• _Directions_: From the first line to the last, reproduce the material exactly.

━━ Entries shown ━━

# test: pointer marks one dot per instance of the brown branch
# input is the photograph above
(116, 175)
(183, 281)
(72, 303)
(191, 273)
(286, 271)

━━━

• _Reply to the task_:
# test: pointer marks one dot per instance of the brown branch
# input is the photograph above
(116, 175)
(183, 281)
(72, 303)
(191, 273)
(286, 271)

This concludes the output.